* _Ausgangstext_
Baitinger: Durch den Zinsanstieg der letzten Jahre hat das Bond-Segment deutlich an Attraktivität gewonnen. Aktuell bieten Qualitätsstaatsanleihen mit kurzen Laufzeiten das bessere Risiko-Ertrags-Verhältnis. 2024 rechnen wir im Basisszenario mit nachlassender Inflation und zunehmenden Konjunkturrisiken. Dieses Umfeld spricht für Qualitätsstaatsanleihen mit längeren Laufzeiten, da diese stärker vom Rückgang der Marktzinsen profitieren. Allerdings ist erfahrungsgemäß das passende Timing der Durationsverlängerung nur schwer möglich, deshalb ist in den kommenden Monaten eine schrittweise Anhebung der Duration bei schwachen Bond-Märkten angebracht. Bei Unternehmensanleihen sind Investment Grade Bonds gegenwärtig attraktiver als High Yield Bonds, da vor allem letztere Konjunkturrisiken nur unzureichend eingepreist haben.

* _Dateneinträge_
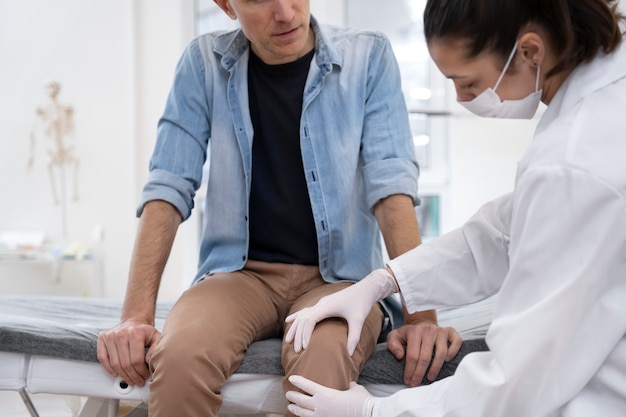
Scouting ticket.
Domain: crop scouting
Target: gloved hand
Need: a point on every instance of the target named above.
(327, 402)
(353, 304)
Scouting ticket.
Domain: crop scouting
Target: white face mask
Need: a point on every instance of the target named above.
(488, 103)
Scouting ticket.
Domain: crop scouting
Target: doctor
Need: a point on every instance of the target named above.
(554, 249)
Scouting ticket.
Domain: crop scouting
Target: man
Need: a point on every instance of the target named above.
(310, 158)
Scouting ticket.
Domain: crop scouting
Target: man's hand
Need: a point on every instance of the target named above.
(122, 350)
(424, 344)
(321, 401)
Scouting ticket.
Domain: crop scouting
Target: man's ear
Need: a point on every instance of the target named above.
(225, 6)
(532, 49)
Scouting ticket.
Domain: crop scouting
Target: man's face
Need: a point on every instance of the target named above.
(278, 30)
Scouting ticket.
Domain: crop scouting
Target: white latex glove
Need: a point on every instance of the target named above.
(322, 401)
(352, 303)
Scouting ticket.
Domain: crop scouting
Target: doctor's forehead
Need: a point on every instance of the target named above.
(452, 58)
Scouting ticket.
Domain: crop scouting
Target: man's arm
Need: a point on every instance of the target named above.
(425, 344)
(121, 350)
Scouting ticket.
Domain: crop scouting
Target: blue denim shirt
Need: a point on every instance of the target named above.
(354, 134)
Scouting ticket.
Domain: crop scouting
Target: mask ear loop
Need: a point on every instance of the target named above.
(506, 66)
(538, 73)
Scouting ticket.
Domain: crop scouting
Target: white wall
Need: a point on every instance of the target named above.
(115, 61)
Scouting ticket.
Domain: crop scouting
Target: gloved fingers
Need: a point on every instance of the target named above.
(298, 322)
(307, 385)
(304, 330)
(355, 326)
(301, 400)
(296, 410)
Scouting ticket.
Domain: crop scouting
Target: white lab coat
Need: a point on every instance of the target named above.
(555, 249)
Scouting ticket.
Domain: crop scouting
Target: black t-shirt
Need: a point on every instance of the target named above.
(281, 222)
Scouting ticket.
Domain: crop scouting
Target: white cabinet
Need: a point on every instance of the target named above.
(59, 277)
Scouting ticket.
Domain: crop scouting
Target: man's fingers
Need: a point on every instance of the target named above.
(103, 355)
(395, 344)
(456, 341)
(419, 353)
(439, 357)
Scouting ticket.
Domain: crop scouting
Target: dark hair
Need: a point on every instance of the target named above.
(577, 28)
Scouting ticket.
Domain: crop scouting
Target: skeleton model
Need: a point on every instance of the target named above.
(54, 120)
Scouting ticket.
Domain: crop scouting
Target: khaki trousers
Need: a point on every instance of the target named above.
(210, 327)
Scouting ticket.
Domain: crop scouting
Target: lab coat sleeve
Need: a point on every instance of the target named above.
(560, 311)
(463, 266)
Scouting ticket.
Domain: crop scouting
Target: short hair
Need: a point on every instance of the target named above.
(577, 29)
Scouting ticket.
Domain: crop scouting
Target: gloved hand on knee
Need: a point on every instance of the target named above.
(353, 304)
(321, 401)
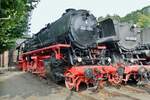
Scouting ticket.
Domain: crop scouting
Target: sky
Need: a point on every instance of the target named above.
(47, 11)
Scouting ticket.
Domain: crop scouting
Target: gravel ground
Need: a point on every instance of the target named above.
(25, 86)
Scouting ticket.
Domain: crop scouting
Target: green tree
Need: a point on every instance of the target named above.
(14, 17)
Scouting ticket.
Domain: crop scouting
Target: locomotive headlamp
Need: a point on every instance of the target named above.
(79, 59)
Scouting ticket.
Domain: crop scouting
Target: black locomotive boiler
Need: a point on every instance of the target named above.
(77, 27)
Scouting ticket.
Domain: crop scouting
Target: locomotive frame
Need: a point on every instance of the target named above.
(69, 60)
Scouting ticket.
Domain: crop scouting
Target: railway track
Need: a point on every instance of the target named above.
(127, 92)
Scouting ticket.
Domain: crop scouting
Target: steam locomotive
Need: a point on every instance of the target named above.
(76, 48)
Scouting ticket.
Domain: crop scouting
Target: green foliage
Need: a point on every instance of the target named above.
(139, 17)
(14, 16)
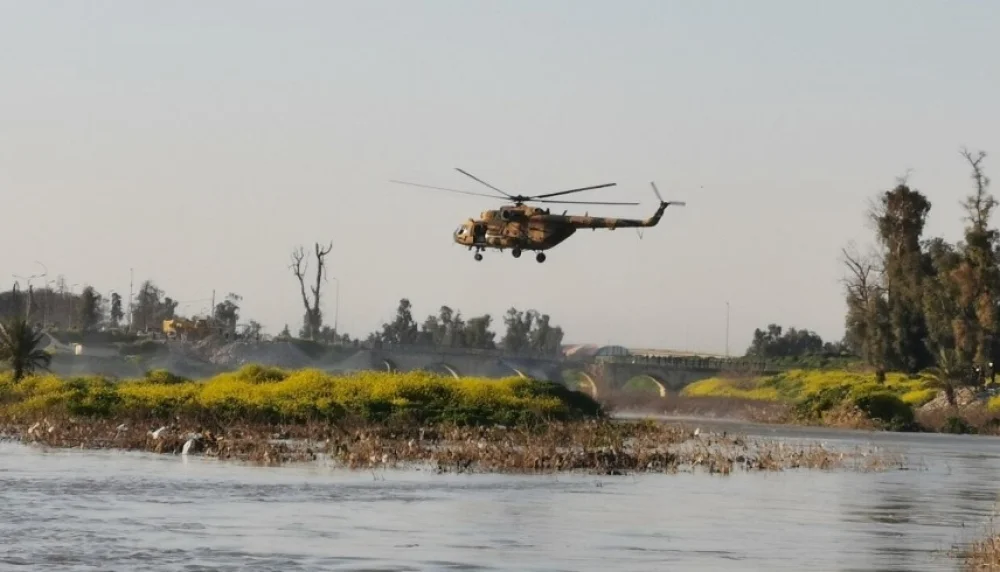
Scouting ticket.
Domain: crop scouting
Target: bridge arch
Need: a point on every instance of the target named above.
(512, 367)
(442, 367)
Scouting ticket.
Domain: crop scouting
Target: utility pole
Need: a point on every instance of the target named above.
(131, 280)
(727, 328)
(336, 310)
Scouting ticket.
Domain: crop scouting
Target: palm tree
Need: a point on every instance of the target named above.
(947, 375)
(19, 348)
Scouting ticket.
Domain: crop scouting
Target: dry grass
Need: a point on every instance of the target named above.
(599, 446)
(984, 554)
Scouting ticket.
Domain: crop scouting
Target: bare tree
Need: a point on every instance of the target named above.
(981, 204)
(864, 302)
(300, 265)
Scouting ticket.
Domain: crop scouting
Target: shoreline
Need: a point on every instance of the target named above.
(604, 447)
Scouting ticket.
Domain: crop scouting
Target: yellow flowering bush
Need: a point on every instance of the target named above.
(256, 393)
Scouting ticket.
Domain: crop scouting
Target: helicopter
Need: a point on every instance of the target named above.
(519, 227)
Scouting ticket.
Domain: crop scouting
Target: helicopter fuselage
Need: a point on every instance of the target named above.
(523, 227)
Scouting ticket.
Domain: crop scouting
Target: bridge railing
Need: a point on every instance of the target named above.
(691, 362)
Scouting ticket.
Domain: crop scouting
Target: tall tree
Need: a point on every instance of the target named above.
(227, 312)
(313, 319)
(152, 307)
(545, 338)
(19, 347)
(900, 216)
(477, 334)
(977, 275)
(867, 323)
(516, 339)
(116, 314)
(403, 329)
(89, 314)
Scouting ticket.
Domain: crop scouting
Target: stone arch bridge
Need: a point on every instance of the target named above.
(667, 373)
(599, 374)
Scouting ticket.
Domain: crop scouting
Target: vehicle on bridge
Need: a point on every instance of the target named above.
(518, 227)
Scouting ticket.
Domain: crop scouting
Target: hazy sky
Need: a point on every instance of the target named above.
(200, 142)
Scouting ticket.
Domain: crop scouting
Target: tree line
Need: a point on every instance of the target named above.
(526, 331)
(917, 302)
(60, 309)
(914, 302)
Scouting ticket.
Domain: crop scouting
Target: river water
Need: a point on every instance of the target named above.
(86, 510)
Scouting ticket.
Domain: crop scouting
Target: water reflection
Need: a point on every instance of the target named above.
(71, 509)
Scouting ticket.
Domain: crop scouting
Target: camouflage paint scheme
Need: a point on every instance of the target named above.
(524, 227)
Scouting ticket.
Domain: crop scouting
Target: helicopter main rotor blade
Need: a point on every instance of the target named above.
(579, 202)
(475, 178)
(449, 190)
(575, 190)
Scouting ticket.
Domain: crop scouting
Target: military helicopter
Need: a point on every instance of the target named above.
(518, 227)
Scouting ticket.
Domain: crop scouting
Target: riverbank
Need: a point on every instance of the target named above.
(829, 398)
(370, 420)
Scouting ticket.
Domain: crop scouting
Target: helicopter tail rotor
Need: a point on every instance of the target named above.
(659, 197)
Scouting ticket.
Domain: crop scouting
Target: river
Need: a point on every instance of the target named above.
(105, 510)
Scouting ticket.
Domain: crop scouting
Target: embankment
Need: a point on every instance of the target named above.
(835, 398)
(370, 420)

* _Aufgaben_
1. Gib aus dem Text über Anleihen den Abschnitt von „Baitinger: Durch den“ bis einschließlich „unzureichend eingepreist haben.“ unverändert aus.
2. Setze den Text über Anleihen bitte im Anschluss an seinen letzten Satz fort.
Die Einträge stehen in keinem Zusammenhang mit dem Text über Anleihen.

* _Lösungen_
1.
Baitinger: Durch den Zinsanstieg der letzten Jahre hat das Bond-Segment deutlich an Attraktivität gewonnen. Aktuell bieten Qualitätsstaatsanleihen mit kurzen Laufzeiten das bessere Risiko-Ertrags-Verhältnis. 2024 rechnen wir im Basisszenario mit nachlassender Inflation und zunehmenden Konjunkturrisiken. Dieses Umfeld spricht für Qualitätsstaatsanleihen mit längeren Laufzeiten, da diese stärker vom Rückgang der Marktzinsen profitieren. Allerdings ist erfahrungsgemäß das passende Timing der Durationsverlängerung nur schwer möglich, deshalb ist in den kommenden Monaten eine schrittweise Anhebung der Duration bei schwachen Bond-Märkten angebracht. Bei Unternehmensanleihen sind Investment Grade Bonds gegenwärtig attraktiver als High Yield Bonds, da vor allem letztere Konjunkturrisiken nur unzureichend eingepreist haben.

2.
finanzwelt: Geldmarktfonds verzeichneten satte Zuflüsse. Wie nachhaltig ist dieser Trend? Was sollten Anleger dabei beachten?

Baitinger: Aktuell sind an den Geldmärkten auskömmliche Renditen, ohne jegliche Durationsrisiken, zu verdienen. Somit sind Geldmarktfonds zu einer veritablen Konkurrenz für andere Assetklassen geworden und haben dieses Jahr viel Liquidität angezogen. Solange die Leitzinsen und somit die kurzfristigen Marktzinsen so hoch bleiben, dürfte sich an diesem Trend nichts ändern. Folglich hätten sinkende Leitzinsen einen positiven Nebeneffekt: Die relative Attraktivität von Geldmarktfonds würde abnehmen und somit viel Liquidität in andere Assetklassen, vor allem Aktienmärkte, fließen.

finanzwelt: Zur Jahreswende 2023 – welche Risiken/Chancen sollten Investoren mehr denn je im Blick haben?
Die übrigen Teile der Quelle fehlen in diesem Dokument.